- Source excerpt -

Paul M. Bevilaqua
Chief Engineer, Advanced Development Projects
Lockheed Martin Skunk Works
MSAAE ’68, PhD ’73
For his pioneering contributions to aerospace design and to the defense of our nation, and for his service to Purdue University, the College of Engineering is proud to present the Distinguished Engineering Alumnus Award to Paul M. Bevilaqua.
Technology Changes, Science Lasts
“When I was at Purdue, we used punch cards and drawing tables, and airplanes looked like 707s—all of that’s obsolete now,” says Paul Bevilaqua. “Purdue taught me that technology changes, but science lasts. As an undergraduate, I learned how the pieces are moved, and at Purdue I learned how to play chess.”
Bevilaqua studied at Notre Dame as an undergraduate before enrolling in Purdue’s School of Aeronautics and Astronautics as a graduate student. He graduated from Purdue with a PhD in 1973 and then served as a captain in the U.S. Air Force and Deputy Director of the Energy Conversion Laboratory at Wright-Patterson Air Force Base in Ohio. From 1975 to 1985, he was Manager of Advanced Programs at Rockwell International’s Navy Aircraft Plant in Columbus, Ohio. Then Bevilaqua joined the Lockheed Martin Skunk Works in Palmdale, California, as Chief Engineer of Advanced Development Projects. At the Skunk Works, Bevilaqua began work on concepts for a supersonic Vertical Take Off and Landing (VTOL) Aircraft—a jet airplane that can hover like a helicopter.
“The essential challenge is to hover well,” Bevilaqua says. “The difficulty with trying to pack a helicopter rotor into an airplane has been that you can’t make the rotor small enough and get enough thrust out of it to hover.”
Britain’s Harrier jet, for example—the first production airplane to land and take off vertically—is designed so that the pilot actually sits in the air inlet of a fan so large that the plane is unable to achieve supersonic flight.
“We needed to find some way to get increased air flow and reduced disk loading and still be able to achieve supersonic flight,” Bevilaqua says.

- Set problem A -
In the Bevilaqua profile, turn the paragraph beginning "Bevilaqua studied at Notre Dame" into a short list that keeps its main facts.
- Set problem B -
Carry on the Bevilaqua profile from its final sentence, in the same voice.
The lines that come after this profile have no connection to it.

- Recorded data -
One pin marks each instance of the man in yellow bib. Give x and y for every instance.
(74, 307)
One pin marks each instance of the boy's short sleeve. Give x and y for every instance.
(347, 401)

- Written reply A -
- Undergraduate study at Notre Dame, then graduate study in Purdue's School of Aeronautics and Astronautics
- PhD from Purdue in 1973
- Captain in the U.S. Air Force and Deputy Director of the Energy Conversion Laboratory at Wright-Patterson Air Force Base in Ohio
- 1975–1985: Manager of Advanced Programs at Rockwell International's Navy Aircraft Plant in Columbus, Ohio
- Then Chief Engineer of Advanced Development Projects at the Lockheed Martin Skunk Works in Palmdale, California, where he began work on concepts for a supersonic Vertical Take Off and Landing (VTOL) aircraft, a jet that can hover like a helicopter

- Written reply B -
One From Column A, One From Column B, One From Column C
The concept was to take the one big fan in the Harrier and break it into two little fans, and then find a new method of powering the fans. So Bevilaqua drew three columns in a computer that listed all the ways that he could extract power from the hot, high-pressure gas blasting from the nozzle—spin a turbine, run a generator, charge it with ions and run it through a magnet—another column that listed all the ways he could transfer power from the back of the airplane to the front—through a wire, beam it with a laser, run a shaft—and all the ways in which he could turn power into lift—with a rocket, with a propeller, with a cannon. “I took these lists and forced associations,” he says. “I took one from column A, one from column B, one from column C, and then tried to invent a system that used those three mechanisms.”
Frustrated, Bevilaqua found that there was no better way than the tried-and-true approach of the turbine engine and fan mechanism, so he realized he would have to redesign the turbine if he was to create an aircraft that could hover like a hummingbird.
“I suddenly thought of a way to switch the cycle of a jet engine from a thrust cycle, like on a conventional jet engine, to a shaft cycle, like the turbines on a ship or a helicopter,” Bevilaqua says. “It took eight months of brainstorming to program the computer in my head, and ten seconds to come up with the idea. I guess it was kind of an ‘aha!’ moment.”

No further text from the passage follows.